-- Data shown follows --

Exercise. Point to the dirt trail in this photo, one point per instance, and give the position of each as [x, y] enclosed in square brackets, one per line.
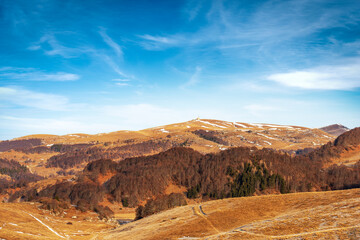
[52, 230]
[199, 212]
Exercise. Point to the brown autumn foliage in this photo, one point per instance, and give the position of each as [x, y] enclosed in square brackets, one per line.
[234, 172]
[19, 144]
[78, 156]
[159, 204]
[19, 174]
[211, 136]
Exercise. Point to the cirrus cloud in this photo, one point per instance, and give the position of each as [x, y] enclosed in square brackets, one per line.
[340, 77]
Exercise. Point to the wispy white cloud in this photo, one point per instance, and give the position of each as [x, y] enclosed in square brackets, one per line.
[121, 80]
[26, 98]
[261, 110]
[122, 84]
[51, 46]
[338, 77]
[194, 79]
[151, 42]
[115, 67]
[108, 40]
[31, 74]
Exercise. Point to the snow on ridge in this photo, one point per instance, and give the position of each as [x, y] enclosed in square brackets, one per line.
[268, 142]
[266, 136]
[261, 125]
[213, 124]
[240, 125]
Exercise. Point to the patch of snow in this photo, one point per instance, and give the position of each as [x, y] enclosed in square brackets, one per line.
[52, 230]
[213, 124]
[240, 125]
[268, 142]
[73, 135]
[242, 130]
[261, 125]
[256, 125]
[266, 136]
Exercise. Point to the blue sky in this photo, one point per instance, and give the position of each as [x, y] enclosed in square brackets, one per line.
[99, 66]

-- Data shown concluded --

● Exercise: Your task is to copy the entries in full and exactly, without any images.

● Problem solution:
Exercise. Point to the dirt trail in this photo, one point per instance, and give the position of each as [x, y] enclosed in square brackets, one per line.
[52, 230]
[199, 212]
Exercise. Point to the brown autumn foliage in this photo, one point per instance, and give the position of each as [x, y] enclosed in square brackets, one per line.
[234, 172]
[19, 144]
[78, 156]
[159, 204]
[19, 174]
[211, 136]
Exercise. Point to the cirrus cloud in this photo, one point per instance, and give the position of each as [x, y] enclosed in square brackets, one per line.
[340, 77]
Exercise. Point to the wispy white cloud in this photo, one point per instance, and give the position of each as [x, y] enclosed in square brackets, one per line.
[121, 80]
[26, 98]
[261, 110]
[122, 84]
[51, 46]
[338, 77]
[194, 79]
[151, 42]
[115, 67]
[108, 40]
[31, 74]
Exercise. Point to the snow on ridge in this photo, one point per instance, and give the position of each as [x, y] enclosed in square brackets, one per line.
[268, 142]
[266, 136]
[261, 125]
[213, 124]
[240, 125]
Exercise. Point to the patch of snow in this photo, one point per instance, and give the position of each as [x, y] enclosed in square brackets, one per line.
[52, 230]
[213, 124]
[240, 125]
[268, 142]
[73, 135]
[242, 130]
[261, 125]
[256, 125]
[266, 136]
Exercise. Point to the blue sky in this photo, one point per instance, and give the position of each as [x, y] enclosed in square brackets, one per line.
[99, 66]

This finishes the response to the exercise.